## Task details
Repeat precisely, and only, the lines between the line containing "Target = yellow building reflection" and the end of the listing below, both ends included.

---

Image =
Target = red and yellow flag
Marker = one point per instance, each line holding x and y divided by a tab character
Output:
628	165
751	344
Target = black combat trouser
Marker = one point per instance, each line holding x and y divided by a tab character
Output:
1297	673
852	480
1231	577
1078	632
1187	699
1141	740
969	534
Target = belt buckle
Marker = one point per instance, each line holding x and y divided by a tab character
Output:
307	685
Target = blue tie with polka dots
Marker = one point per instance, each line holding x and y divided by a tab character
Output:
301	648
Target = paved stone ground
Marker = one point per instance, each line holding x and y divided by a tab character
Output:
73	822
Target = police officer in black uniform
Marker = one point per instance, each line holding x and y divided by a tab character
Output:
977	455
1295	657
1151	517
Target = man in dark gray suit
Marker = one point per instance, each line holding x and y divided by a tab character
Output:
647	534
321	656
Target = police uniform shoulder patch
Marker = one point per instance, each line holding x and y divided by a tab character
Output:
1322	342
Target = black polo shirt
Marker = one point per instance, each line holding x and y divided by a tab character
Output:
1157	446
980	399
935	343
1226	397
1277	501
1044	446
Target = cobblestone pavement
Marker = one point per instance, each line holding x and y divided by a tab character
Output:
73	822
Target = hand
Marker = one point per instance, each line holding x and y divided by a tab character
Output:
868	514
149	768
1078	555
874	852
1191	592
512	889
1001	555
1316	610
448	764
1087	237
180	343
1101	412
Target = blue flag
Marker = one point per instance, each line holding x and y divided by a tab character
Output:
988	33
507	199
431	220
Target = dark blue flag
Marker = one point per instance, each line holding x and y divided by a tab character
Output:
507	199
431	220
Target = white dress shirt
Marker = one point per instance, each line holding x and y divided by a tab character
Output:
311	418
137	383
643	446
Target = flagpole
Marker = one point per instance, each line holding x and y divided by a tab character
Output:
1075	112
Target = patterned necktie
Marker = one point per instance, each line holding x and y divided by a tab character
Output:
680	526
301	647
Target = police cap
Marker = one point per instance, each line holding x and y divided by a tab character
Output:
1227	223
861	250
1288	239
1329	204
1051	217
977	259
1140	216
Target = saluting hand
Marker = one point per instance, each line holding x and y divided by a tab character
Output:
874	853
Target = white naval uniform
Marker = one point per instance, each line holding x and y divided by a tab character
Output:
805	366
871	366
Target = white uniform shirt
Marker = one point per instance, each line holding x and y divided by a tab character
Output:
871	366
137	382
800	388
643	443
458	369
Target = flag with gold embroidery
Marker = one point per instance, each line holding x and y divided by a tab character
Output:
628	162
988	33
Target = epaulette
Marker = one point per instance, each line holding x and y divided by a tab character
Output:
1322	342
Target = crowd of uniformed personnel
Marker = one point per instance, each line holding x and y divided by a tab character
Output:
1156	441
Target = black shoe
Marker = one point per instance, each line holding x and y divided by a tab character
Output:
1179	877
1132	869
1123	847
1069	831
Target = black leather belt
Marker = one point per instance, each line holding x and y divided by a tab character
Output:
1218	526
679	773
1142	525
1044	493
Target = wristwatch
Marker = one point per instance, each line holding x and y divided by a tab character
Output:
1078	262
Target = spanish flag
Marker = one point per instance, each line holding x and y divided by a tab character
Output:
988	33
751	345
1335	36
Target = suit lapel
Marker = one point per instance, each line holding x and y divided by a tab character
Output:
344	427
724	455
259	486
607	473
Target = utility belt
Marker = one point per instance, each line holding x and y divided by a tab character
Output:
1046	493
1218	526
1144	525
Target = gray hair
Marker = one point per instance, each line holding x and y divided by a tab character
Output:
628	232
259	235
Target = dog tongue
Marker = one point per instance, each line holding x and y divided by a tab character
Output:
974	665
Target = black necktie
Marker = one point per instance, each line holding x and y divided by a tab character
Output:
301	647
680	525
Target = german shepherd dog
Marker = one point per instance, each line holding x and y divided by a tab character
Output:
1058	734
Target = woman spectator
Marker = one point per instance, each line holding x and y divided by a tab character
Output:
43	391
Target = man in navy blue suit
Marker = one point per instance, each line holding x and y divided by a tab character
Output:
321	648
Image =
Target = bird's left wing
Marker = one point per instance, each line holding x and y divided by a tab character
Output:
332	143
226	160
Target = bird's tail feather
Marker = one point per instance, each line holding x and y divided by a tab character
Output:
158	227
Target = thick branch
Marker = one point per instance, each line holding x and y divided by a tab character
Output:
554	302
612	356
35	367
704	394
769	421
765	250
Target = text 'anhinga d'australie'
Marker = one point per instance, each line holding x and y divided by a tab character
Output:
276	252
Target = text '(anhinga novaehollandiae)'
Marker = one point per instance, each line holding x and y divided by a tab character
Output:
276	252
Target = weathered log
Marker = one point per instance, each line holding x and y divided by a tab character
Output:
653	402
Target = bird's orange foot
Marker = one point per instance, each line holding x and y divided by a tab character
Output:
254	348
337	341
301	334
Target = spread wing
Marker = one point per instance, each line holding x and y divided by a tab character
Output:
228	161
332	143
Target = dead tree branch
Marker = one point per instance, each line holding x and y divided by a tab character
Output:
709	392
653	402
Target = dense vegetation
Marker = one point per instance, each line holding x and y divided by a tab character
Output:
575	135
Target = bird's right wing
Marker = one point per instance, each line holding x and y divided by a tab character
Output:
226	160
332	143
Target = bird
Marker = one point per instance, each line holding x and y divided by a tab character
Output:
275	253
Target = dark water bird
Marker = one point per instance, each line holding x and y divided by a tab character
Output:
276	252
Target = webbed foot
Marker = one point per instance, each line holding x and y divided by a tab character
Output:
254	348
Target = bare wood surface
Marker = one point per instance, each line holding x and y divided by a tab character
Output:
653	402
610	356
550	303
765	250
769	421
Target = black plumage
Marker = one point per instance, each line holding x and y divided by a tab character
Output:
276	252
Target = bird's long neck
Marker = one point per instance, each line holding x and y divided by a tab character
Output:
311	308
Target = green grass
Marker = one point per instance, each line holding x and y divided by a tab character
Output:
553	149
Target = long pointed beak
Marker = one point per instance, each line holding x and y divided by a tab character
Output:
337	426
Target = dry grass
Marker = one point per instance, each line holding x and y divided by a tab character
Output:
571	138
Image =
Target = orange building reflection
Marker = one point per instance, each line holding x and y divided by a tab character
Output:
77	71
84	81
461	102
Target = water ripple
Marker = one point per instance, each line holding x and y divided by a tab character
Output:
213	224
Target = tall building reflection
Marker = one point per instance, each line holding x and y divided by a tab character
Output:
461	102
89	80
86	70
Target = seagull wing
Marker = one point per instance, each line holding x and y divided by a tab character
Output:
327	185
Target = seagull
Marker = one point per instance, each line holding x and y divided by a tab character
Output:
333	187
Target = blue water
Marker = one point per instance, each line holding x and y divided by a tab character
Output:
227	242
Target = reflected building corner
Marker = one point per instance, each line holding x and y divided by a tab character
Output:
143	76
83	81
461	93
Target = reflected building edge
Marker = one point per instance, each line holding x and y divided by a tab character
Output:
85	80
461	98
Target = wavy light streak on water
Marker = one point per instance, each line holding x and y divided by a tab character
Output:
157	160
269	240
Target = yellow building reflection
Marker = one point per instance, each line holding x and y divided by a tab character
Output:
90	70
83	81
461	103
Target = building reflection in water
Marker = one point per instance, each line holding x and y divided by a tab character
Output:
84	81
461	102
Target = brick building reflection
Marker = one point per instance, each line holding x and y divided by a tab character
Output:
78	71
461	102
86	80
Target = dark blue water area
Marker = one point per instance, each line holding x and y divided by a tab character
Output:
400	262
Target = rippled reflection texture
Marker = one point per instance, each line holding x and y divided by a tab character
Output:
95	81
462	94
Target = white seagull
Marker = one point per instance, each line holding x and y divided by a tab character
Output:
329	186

---

## Answer to the task
Target = yellow building reflection
Marker = one point per instance, each line holding x and y divided by a tab character
Output:
90	70
83	81
461	103
Target = building reflection in water
Marker = one point per instance, each line holding x and y divided by a tab character
Output:
84	81
461	102
Target = brick building reflection
Marker = one point per instance, each line holding x and y divided by a tab character
Output:
78	71
461	102
86	80
Target = dark blue water area
Marker = one point per instance, each line holding x and y divided by a tab character
Output:
400	262
Target = rippled reflection texture
Marker = one point per instance, each line holding x and y divided by a tab character
Output:
95	81
462	94
Target = white seagull
Marker = one point per instance, each line holding x and y divided by a tab character
Output:
329	186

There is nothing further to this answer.